Solution: The dictionary file used by Label Finder is not in the CHalf directory or it is not named properly. In the case that the file is missing, download from here: Download
-
CHalf Defaults.csv not found. Please add to folder.
Solution: The settings file used by CHalf is not in the CHalf directory or it is not named properly. In the case that the file is missing, download from here: Download
-
No input file or output directory selected.
Solution: Anytime you see this error, the issue is simply that you need to specify input files and output directories. There are buttons on each part of the GUI that coincide with the error.
-
Error Occured / Error in Run Check Print Statement
Solution: Check the print statement. Fixing these largely depend on the kind of error that appears. The most common source of errors are improper formatting of input files or masterfiles. Check that your inputs are formatted properly. If you have any questions regarding formatting, first refer to the Input Format video under Demo in the documentation.
-
Unable to delete condition. Check print statement and check if condition files/folders are open.
Solution: Likelihood is that you have deleted the folder already or you have a file open in the folder for that condition. Close any condition associated files, press refresh, and try again.
-
Combined Site: Not enough inputs selected. Please select at least two.
Solution: Combined Site requires multiple Label Sites files to run.
-
Combined Site: [CONDITION] Shared_OUTPUT.csv is empty
Solution: The issue is likely that there were no shared label sites between the conditions. This can be the result of using data from different species. To check this, compare your input Label Sites files. If this is true, there will not be any matches in the Label@Accession column between conditions. You can also check the print statement with the run. A error message should be returned with a statement included "No shared sites found."
-
Residue Mapper: No outputs
Solution: The issue is likely that your Label Sites.csv file is empty. This is most likely an issue of having no labeled peptides passing the fitting conditions in Fitting Efficiency. First check your Label Sites.csv file, then check your Fitted Peptides.csv file under the Conf Int in Range column. If the column is empty, no peptides could be fit properly. This can be an issue of your criteria being too strict or experimental error. If there are peptides in the Conf Int in Range column, check if any of them contain labels in the CHalf format (i.e. Y(+125.90)); this does not include TMT tags of the form (+229.16). If there are no tags present, nothing was labeled and fit properly. If there are tags present, but they are not in the CHalf format of AA(+MASS), they will not be transferred over properly to Label Sites.csv files. In this case, you must edit your tags in your proteins.csv and protein-peptides.csv files to fit the CHalf format and run CHalf again.

• [Exercise instructions]:
1. Output the part of the CHalf troubleshooting text that begins at the words "Solution: The dictionary" and stops after the words "add to folder.".
2. List every file name ending in .csv that the CHalf troubleshooting text mentions.
3. The CHalf troubleshooting text covers Residue Mapper giving no outputs even when some peptides in the Conf Int in Range column have tags. In one to three sentences, explain why that can happen and what the text says to do about it.

• [Dataset extract]:

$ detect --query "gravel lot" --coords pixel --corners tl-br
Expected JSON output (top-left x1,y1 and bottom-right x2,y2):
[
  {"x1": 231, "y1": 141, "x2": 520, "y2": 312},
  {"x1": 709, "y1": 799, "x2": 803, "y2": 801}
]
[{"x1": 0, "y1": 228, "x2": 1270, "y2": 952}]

• [Completed exercise]:
1.
Solution: The dictionary file used by Label Finder is not in the CHalf directory or it is not named properly. In the case that the file is missing, download from here: Download
-
CHalf Defaults.csv not found. Please add to folder.

2.
CHalf Defaults.csv
Shared_OUTPUT.csv
Label Sites.csv
Fitted Peptides.csv
proteins.csv
protein-peptides.csv

3. If the tags are not in the CHalf format of AA(+MASS), they will not be transferred properly to the Label Sites.csv files, so Residue Mapper has nothing to work with. The fix is to edit the tags in the proteins.csv and protein-peptides.csv files to fit the CHalf format and run CHalf again.